## Текст упражнения
Кто-то скажет, что у фон Триера получилось все, в том числе то, что не получилось ни у Тарковского, ни у Бергмана. Говорить о Боге, чуде, грехопадении, жертвоприношении на языке будничной, скучной реальности и показать ее так, чтобы эта реальность ни на секунду не исчезла и не превратилась в красивую и впечатляющую аллегорию. Но надо что-то вычеркивать. Фон Триер снял прекрасный, неповторимый фильм, потому что повторить его не удастся ни ему, ни кому другому. Вычеркиваем «прекрасный». В принципе он сделал почти невозможное: рассказал простую историю, которая одновременно и агиография, и Евангелие. Вычеркиваем «почти». Потом вычеркиваем «невозможное». Такой фильм можно снять один за жизнь. Благая весть от фон Триера. Простые истины пока существуют. Вычеркиваем «простые». Чудо возможно. Бог есть. В мире есть место для любви и молитвы. Церковь – говно. Жизнь не кончается. Кино можно снимать. Вычеркиваем «церковь», «кончается», «кино».
1997
Герой, ломающий стулья
В петербургском Издательстве Ивана Лимбаха вышел том избранного Дмитрия Александровича Пригова – «Советские тексты». Книга роскошно издана и иллюстрирована рисунками самого Пригова. Автор предисловия и составитель – Андрей Зорин.
В том, что уже не первый раз избранное Пригова составляет не сам поэт, нет ничего удивительного. Пригов неоднократно повторял и повторяет, что не в состоянии отличить удачные тексты от менее удачных. Может быть, поэтому вместо качественного критерия в свое время им был выдвинут количественный: дневная норма – три стихотворения, а общий итог сначала был обозначен как 10 тысяч текстов, потом – 20 тысяч, но когда и этот барьер оказался преодоленным, появилась новая цифра – 24 тысячи.

## Вопросы для разбора
- a) Ответьте на вопросы по тексту упражнения:
(i) Какое слово вычеркивается первым в рассуждении о фильме фон Триера?
(ii) Кто составил том «Советские тексты» и написал к нему предисловие?
(iii) Какую дневную норму стихотворений установил для себя Пригов?
- b) Продолжите текст упражнения о книге Пригова «Советские тексты», начав сразу после его последнего предложения.

## Данные

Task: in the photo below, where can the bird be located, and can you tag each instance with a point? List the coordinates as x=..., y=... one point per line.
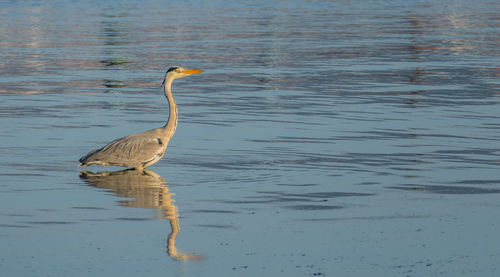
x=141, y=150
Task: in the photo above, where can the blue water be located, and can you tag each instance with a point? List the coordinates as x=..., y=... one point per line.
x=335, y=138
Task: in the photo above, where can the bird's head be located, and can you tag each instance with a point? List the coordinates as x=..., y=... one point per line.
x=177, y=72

* * *

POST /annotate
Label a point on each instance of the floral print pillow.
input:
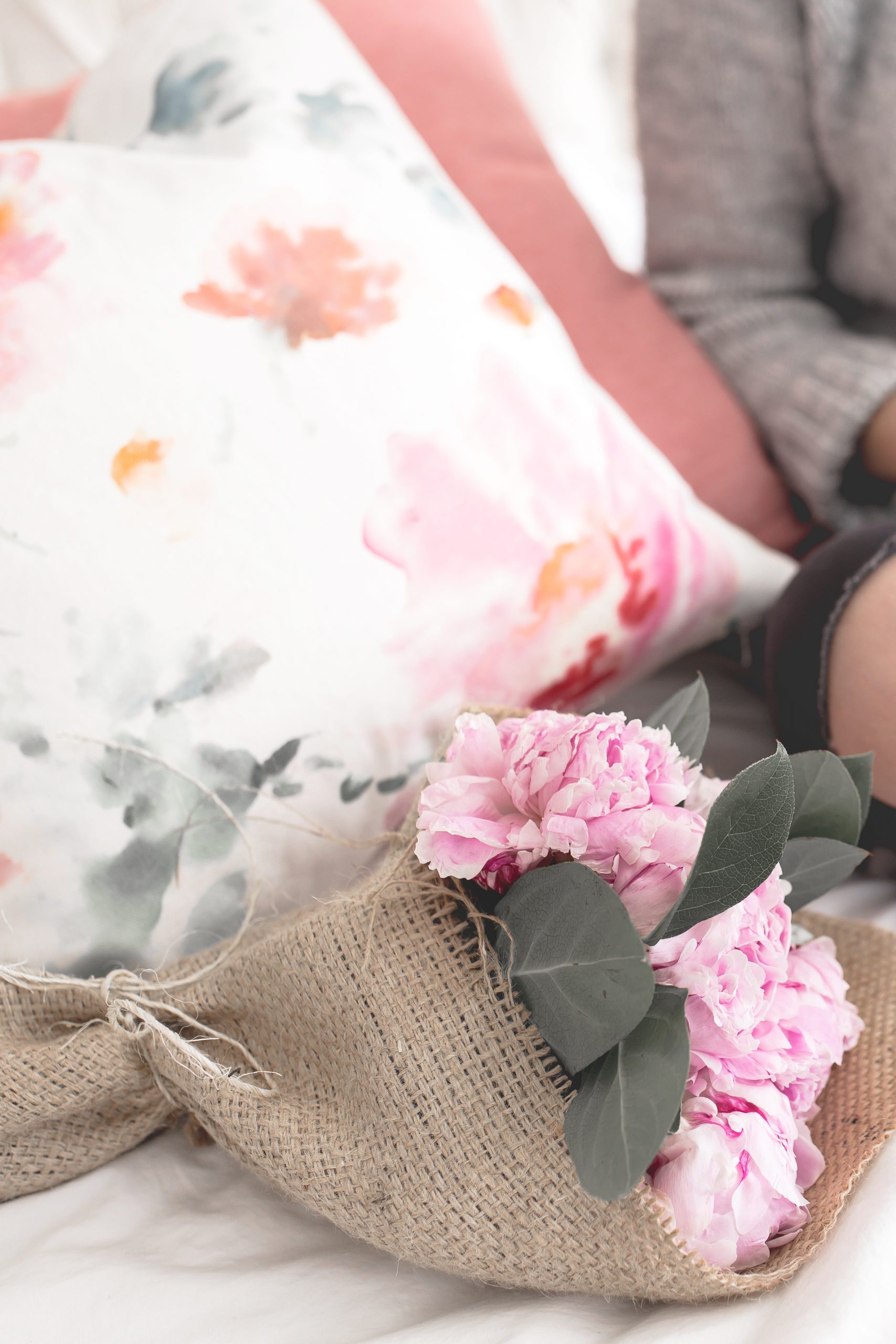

## Ответы к упражнению
- a)
(i) «Прекрасный».
(ii) Андрей Зорин.
(iii) Три стихотворения.

- b)
Пригова называли «могильщиком советской литературы». Советская литература благополучно скончалась, но могильщик не остался без работы – объектом его исследований является тоталитарное мышление, в том числе традиционная российская ментальность. Но на поэтику Пригова можно взглянуть и под другим, так сказать, психоаналитическим углом зрения. Творчество Пригова – это попытка скрыть и одновременно реализовать целый ряд комплексов. Только комплексы Пригова – не психоаналитические, а культурные и соответствуют ролям, которые хотелось бы воплотить, да нельзя: поэт-морализатор (отсюда отчетливость морального суда без примет унылого морализаторства), поэт-гражданин (из хрестоматийной формулы Некрасова «Поэтом можешь ты не быть, но гражданином быть обязан»), поэт-пророк, поэт-иммигрант, а точнее, поэт-немец из выражения «Что русскому – здорово, то немцу – смерть» (чисто немецкое изумление по поводу традиционной русской беспорядочности, для русских – родной, для педантичных немцев – ужасающей).
Ряд может быть продолжен – поэт-хулиган, поэт-некрофил, конечно, поэт-графоман и т. д. Собранные воедино поэтические позы, некогда самоценные, составляют для Пригова один гигантский комплекс Поэта – именно его Пригов изживает в своем творчестве, а сам процесс фиксируется в стихотворных или прозаических строчках. Оставаясь поэтом нового времени, Пригов изживает комплекс Поэта предыдущих эпох и в наиболее удачных текстах обозначает, возможно, самое главное сегодня: границу между поэзией и непоэзией, искусством и неисскуством. Эта граница в каждую эпоху разная, поэтому метод Пригова можно назвать поэтической географией или поэтической топографией. Некоторые границы устаревают, их заменяют новые, другие же до сих пор сохраняют неприкосновенность.